╭─ EXCERPTED DATA
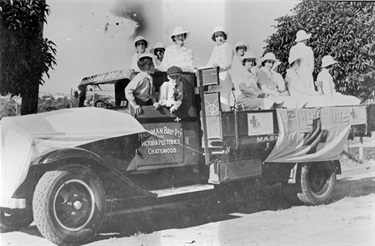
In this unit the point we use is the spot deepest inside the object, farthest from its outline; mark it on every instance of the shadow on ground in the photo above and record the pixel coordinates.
(249, 197)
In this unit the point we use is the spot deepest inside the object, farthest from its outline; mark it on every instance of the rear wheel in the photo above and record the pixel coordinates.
(315, 185)
(14, 219)
(69, 205)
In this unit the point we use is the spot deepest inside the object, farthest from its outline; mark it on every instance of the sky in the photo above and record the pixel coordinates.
(96, 36)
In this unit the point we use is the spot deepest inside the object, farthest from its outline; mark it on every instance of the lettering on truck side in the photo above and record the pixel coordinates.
(270, 138)
(161, 141)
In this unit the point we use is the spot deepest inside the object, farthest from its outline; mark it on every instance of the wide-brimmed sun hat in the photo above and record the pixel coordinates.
(178, 30)
(140, 38)
(158, 45)
(268, 57)
(328, 60)
(149, 55)
(302, 35)
(248, 55)
(174, 71)
(276, 64)
(294, 57)
(218, 29)
(240, 44)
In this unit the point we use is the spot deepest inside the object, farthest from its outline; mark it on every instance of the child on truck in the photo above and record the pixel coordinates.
(171, 91)
(140, 91)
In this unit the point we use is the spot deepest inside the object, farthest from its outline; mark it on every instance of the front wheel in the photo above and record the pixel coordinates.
(315, 184)
(69, 205)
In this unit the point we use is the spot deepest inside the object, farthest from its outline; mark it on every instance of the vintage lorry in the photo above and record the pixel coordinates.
(66, 169)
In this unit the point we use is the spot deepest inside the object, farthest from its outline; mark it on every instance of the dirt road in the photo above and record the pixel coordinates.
(264, 218)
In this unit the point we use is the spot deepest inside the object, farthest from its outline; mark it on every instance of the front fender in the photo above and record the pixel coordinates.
(80, 153)
(67, 153)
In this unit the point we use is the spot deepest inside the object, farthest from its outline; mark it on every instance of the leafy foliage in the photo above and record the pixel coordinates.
(26, 56)
(344, 30)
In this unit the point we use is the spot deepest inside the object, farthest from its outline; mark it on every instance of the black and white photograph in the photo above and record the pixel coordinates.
(187, 122)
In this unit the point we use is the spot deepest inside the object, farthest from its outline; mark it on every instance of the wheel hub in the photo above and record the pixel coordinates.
(74, 205)
(77, 205)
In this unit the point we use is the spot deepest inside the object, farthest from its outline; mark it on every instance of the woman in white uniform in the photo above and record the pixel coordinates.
╰─
WORK TO BE COMPLETED:
Return the material exactly as given above, picture-free.

YOUR SOLUTION:
In this unit the point we use is the spot deepest inside the object, farthest from its outline; mark it on every instance of the shadow on ground in the photo above and record the pixel coordinates.
(249, 197)
In this unit the point we use is the spot deepest inside the object, farthest from its outline; mark it on every instance of the rear wheel in the photo above and record the pixel coordinates.
(315, 185)
(14, 219)
(69, 205)
In this unit the point we use is the spot deepest inside the object, farthest from its outline; mark it on every instance of the sky in the photo above and record the pixel coordinates.
(96, 36)
In this unit the point we use is the spot deepest inside the object, farthest from its outline; mark it on every instance of the lettering on truck side in the photo above and record the pixel coordinates.
(270, 138)
(161, 141)
In this unit the point we use is the spot deepest inside the object, farthest from its outline; mark it on every instance of the wide-brimmed sun hat in the photo above and record the pixel coordinates.
(178, 30)
(140, 38)
(158, 45)
(268, 57)
(328, 60)
(149, 55)
(302, 35)
(248, 55)
(174, 71)
(276, 64)
(294, 57)
(218, 29)
(240, 44)
In this unit the point we use is the spot deepest inside the object, farthest from its outline; mark it on every instance of the child on truck in the photo above and record the pixel coordinates.
(171, 91)
(140, 91)
In this unit the point we use is the spot deepest inside the object, farthest from its outline; mark it on every instance of the front wheel in the photo above and record the pixel coordinates.
(315, 184)
(69, 205)
In this unit the point we use is the spot deepest inside the object, farthest from its outline; mark it on every instance of the vintage lorry in the photo above and record the pixel coordinates.
(66, 169)
In this unit the point we use is the spot deepest inside the object, farthest from its outline; mark it on every instance of the dirt road in the photo above and record the pixel coordinates.
(264, 218)
In this unit the point we use is the spot deepest inside the object, farthest from its outline; mark it on every instance of the front fender in the photo above and record the pixel coordinates.
(80, 153)
(67, 153)
In this unit the point we use is the spot deepest inside the object, farthest from its outline; mark it on every instance of the leafy foliage in the photo above and record the pixel coordinates.
(26, 56)
(344, 30)
In this unit the point we use is the spot deepest inside the object, farthest from its outline; mark it on every instance of the black and white photograph in the photo above and record the pixel coordinates.
(187, 122)
In this unit the point we use is the spot deepest inside the object, farthest from its outline; mark it on every instance of the wheel hub in the photo above and record the pixel coordinates.
(74, 205)
(77, 205)
In this unit the point we use is the spot deepest inside the object, farthest from its outline; mark it on every instance of the woman in white uniform in the photo above and record the pixel coordinates.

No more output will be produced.